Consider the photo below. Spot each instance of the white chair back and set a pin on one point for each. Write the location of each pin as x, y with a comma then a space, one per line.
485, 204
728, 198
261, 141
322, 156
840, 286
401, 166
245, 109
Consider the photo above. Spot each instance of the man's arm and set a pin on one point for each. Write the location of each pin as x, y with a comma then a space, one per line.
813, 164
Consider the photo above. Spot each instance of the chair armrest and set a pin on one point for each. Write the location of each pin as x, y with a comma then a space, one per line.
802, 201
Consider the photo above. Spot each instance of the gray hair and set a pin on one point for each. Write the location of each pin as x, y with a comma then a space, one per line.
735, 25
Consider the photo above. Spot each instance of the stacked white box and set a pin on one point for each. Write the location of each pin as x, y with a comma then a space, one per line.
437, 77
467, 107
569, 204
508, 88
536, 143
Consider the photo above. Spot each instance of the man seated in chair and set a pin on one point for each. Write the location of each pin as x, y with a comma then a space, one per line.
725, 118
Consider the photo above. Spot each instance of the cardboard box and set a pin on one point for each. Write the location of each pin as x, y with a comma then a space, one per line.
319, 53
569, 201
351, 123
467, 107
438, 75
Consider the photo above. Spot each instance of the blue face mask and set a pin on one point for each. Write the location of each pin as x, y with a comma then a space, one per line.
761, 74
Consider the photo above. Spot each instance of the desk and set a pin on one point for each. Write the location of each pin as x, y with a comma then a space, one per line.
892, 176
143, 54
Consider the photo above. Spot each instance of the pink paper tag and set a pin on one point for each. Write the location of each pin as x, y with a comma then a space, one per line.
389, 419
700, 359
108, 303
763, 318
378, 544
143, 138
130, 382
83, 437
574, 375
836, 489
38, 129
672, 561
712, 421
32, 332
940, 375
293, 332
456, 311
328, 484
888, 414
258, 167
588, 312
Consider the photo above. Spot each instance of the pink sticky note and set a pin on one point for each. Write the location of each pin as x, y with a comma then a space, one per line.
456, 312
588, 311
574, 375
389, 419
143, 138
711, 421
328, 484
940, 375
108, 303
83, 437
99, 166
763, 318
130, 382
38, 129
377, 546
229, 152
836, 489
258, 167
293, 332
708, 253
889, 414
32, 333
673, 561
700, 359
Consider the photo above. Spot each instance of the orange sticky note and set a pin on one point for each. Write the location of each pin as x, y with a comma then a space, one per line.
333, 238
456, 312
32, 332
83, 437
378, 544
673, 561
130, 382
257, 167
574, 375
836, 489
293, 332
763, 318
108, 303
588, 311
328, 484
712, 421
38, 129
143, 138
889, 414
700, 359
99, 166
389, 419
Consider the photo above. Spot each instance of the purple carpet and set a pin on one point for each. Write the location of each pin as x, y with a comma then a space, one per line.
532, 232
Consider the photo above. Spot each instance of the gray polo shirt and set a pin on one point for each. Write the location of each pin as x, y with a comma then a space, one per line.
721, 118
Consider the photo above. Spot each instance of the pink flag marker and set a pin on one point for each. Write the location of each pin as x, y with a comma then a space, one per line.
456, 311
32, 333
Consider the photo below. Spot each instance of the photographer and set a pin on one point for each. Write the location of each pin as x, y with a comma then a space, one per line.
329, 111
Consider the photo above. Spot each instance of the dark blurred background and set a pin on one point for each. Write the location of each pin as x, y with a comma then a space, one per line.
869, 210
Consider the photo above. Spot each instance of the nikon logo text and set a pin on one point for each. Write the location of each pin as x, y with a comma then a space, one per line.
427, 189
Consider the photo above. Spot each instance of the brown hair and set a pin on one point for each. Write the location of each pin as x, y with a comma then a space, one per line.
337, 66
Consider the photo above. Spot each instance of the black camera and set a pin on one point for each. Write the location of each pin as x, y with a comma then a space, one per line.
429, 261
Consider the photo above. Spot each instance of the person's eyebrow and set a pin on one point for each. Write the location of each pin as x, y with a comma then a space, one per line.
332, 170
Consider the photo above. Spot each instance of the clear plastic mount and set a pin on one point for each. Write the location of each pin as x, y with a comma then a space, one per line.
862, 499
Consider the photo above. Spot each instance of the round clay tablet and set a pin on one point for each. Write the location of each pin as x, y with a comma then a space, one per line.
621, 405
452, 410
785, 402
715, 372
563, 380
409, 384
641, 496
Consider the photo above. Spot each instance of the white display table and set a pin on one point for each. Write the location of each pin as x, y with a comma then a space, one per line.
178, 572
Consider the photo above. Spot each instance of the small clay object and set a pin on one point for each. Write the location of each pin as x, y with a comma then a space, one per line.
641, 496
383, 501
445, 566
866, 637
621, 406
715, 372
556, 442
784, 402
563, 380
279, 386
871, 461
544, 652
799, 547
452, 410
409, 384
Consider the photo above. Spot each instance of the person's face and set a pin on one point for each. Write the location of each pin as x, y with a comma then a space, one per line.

◆ ◆ ◆ ◆ ◆ ◆ ◆

● Instructions to follow
Exact copies of the lines from the one with "Consider the photo above. Spot each instance of the small" through the final line of the listing should be returned, and no other lines.

● The answer
Consider the photo above. Spot each instance of the small clay object and set a pin on one point for each. Write the location of each pin as x, y with a comma then a space, one per line.
641, 496
383, 501
445, 566
866, 637
621, 406
715, 372
556, 442
784, 402
563, 380
279, 386
871, 461
544, 652
799, 547
452, 410
409, 384
Consider the photo above. Spot each instance of the person's face and set a pin on one point for each. Write the location of each pin as x, y with a comma then a space, one per line.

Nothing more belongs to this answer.